# [WHAT THE EXERCISE ASKS]
Search the records below for "black"; copy each line that has it.

# [DATASET ENTRIES]

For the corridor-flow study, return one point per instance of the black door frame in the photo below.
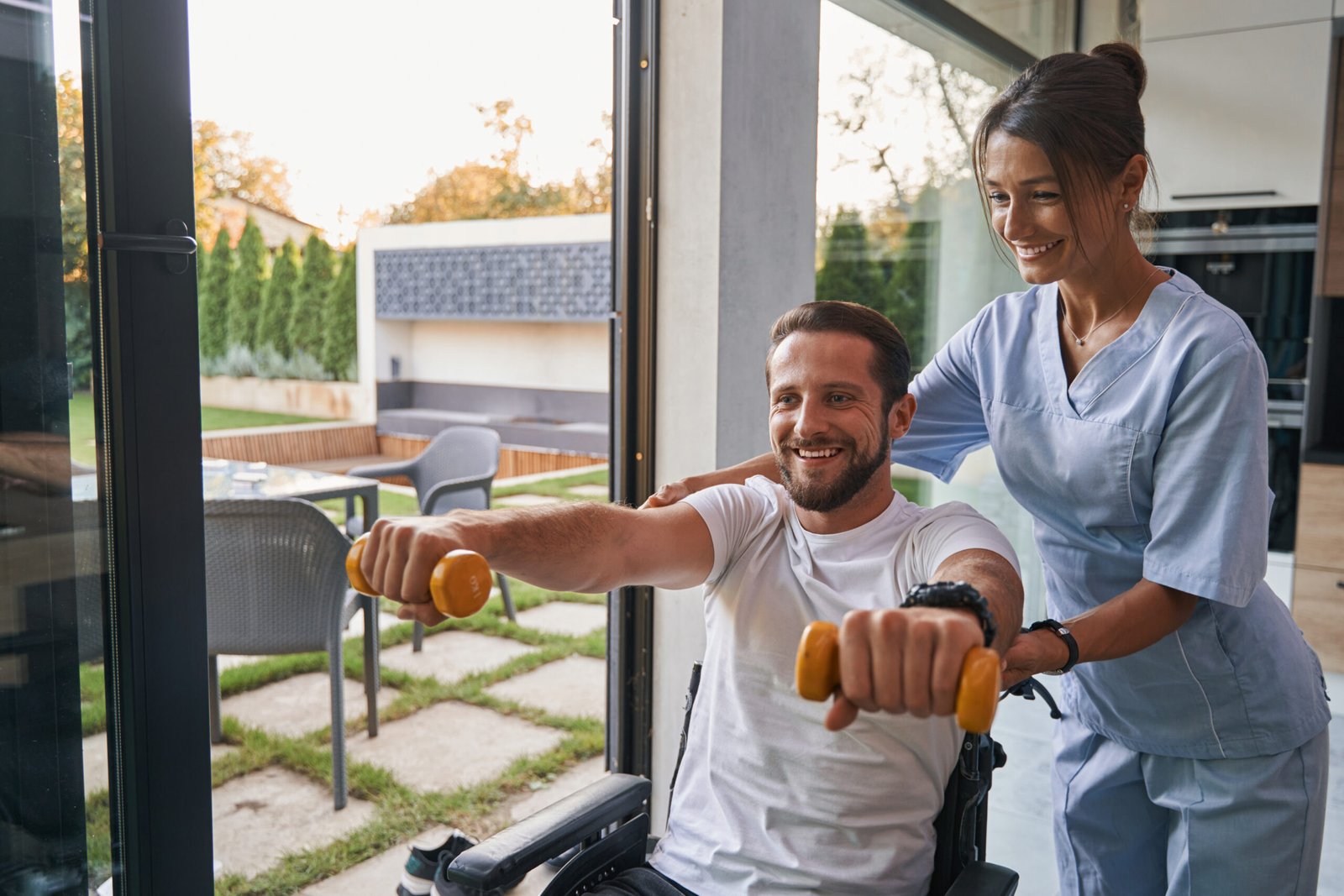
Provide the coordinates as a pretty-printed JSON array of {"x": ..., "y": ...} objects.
[
  {"x": 150, "y": 419},
  {"x": 629, "y": 641}
]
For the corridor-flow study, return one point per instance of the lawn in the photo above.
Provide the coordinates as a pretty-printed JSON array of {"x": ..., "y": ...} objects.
[{"x": 82, "y": 449}]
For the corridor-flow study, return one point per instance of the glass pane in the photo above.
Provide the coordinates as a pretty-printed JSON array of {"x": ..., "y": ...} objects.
[
  {"x": 403, "y": 221},
  {"x": 55, "y": 804},
  {"x": 900, "y": 221},
  {"x": 1041, "y": 26}
]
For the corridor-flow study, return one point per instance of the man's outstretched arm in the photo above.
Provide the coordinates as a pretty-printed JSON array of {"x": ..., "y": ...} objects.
[{"x": 585, "y": 547}]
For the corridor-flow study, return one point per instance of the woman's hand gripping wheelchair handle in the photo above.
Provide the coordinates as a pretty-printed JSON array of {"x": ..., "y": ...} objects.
[
  {"x": 459, "y": 587},
  {"x": 817, "y": 676}
]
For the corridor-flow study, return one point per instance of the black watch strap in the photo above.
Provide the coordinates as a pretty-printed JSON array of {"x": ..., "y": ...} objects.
[
  {"x": 1066, "y": 636},
  {"x": 954, "y": 595}
]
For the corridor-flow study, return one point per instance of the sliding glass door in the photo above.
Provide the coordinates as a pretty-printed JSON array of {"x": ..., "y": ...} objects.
[{"x": 104, "y": 739}]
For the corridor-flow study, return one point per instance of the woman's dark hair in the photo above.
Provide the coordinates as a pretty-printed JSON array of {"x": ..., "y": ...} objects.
[
  {"x": 1082, "y": 112},
  {"x": 890, "y": 365}
]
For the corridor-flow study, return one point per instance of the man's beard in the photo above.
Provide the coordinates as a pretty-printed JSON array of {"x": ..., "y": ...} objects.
[{"x": 822, "y": 497}]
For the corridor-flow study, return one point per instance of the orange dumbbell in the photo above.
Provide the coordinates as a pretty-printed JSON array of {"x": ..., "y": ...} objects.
[
  {"x": 460, "y": 584},
  {"x": 817, "y": 674}
]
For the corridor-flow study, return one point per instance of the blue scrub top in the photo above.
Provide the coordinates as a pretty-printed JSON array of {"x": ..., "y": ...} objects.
[{"x": 1152, "y": 464}]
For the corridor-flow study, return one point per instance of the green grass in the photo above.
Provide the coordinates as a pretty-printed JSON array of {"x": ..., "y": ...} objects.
[
  {"x": 916, "y": 490},
  {"x": 82, "y": 432},
  {"x": 557, "y": 486}
]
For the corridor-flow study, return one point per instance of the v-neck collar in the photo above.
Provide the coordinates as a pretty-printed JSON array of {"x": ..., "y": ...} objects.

# [COMPLETED TASK]
For the corridor-flow study, return one point per instance of the black door frame in the photo below.
For the corridor-flow study, return one point per instance of the black watch strap in the photo above.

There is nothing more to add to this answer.